• [What is asked]: How many lines of the records below contain the string "Task", counting only matches with the same case? Reply with the number alone.

Point annotations for photos:
-.-.-
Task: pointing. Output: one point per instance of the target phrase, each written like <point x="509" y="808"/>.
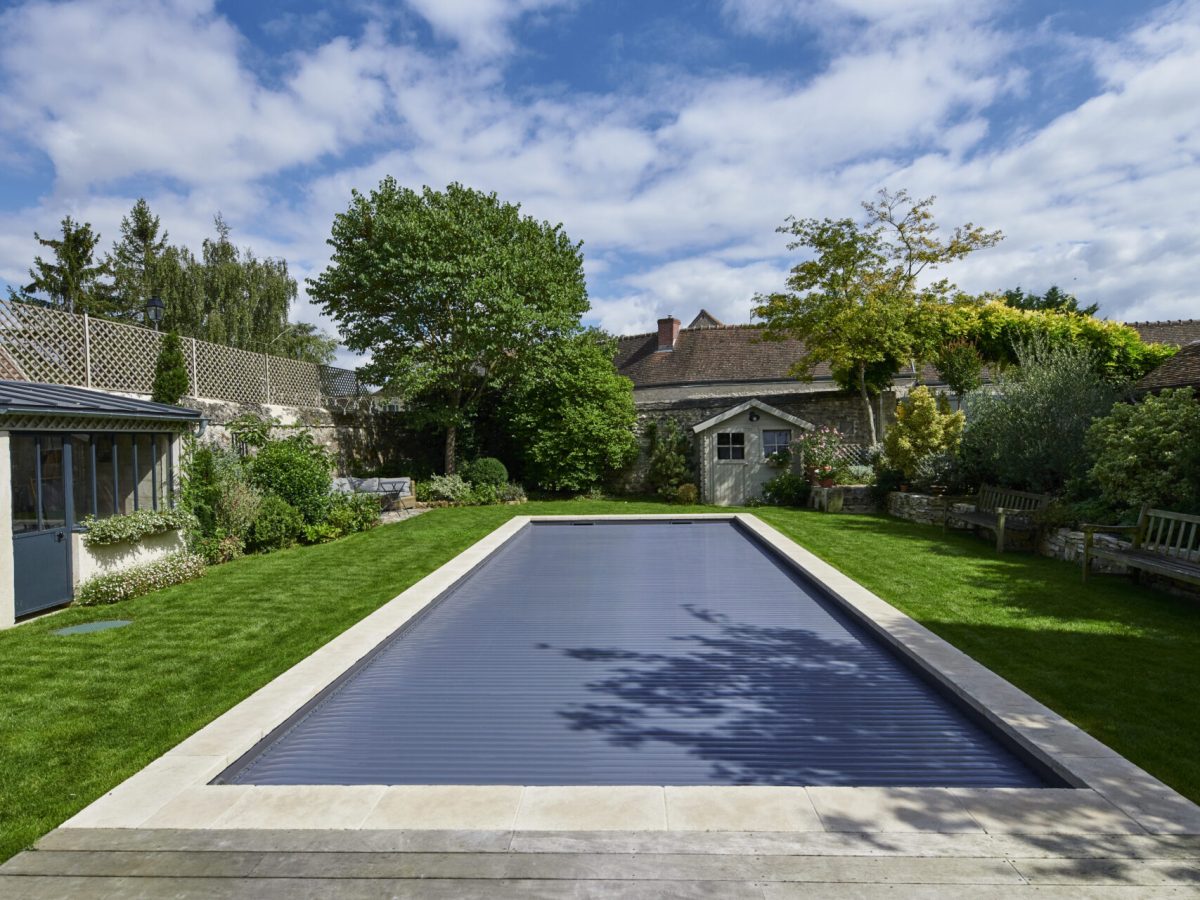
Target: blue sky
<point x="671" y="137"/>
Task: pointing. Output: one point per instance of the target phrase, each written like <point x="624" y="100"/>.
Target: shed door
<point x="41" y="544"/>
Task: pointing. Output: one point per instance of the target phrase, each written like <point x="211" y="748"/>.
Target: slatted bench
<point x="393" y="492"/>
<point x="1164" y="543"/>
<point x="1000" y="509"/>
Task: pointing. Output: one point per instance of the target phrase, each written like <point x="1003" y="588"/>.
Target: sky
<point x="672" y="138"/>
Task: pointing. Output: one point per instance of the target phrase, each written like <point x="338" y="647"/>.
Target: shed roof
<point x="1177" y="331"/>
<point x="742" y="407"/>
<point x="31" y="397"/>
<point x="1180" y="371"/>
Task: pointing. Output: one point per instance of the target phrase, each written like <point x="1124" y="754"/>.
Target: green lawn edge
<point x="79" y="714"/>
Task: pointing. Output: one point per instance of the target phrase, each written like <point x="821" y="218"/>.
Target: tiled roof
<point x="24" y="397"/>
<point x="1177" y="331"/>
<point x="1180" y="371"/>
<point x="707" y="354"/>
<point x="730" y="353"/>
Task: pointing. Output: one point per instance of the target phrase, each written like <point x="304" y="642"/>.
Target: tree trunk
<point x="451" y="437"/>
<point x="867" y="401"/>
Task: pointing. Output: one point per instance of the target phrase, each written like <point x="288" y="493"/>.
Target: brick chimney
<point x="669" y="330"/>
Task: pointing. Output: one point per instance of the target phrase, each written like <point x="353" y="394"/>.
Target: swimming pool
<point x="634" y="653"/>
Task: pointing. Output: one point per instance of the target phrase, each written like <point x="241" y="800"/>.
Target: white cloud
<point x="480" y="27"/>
-.-.-
• [Final answer]: 11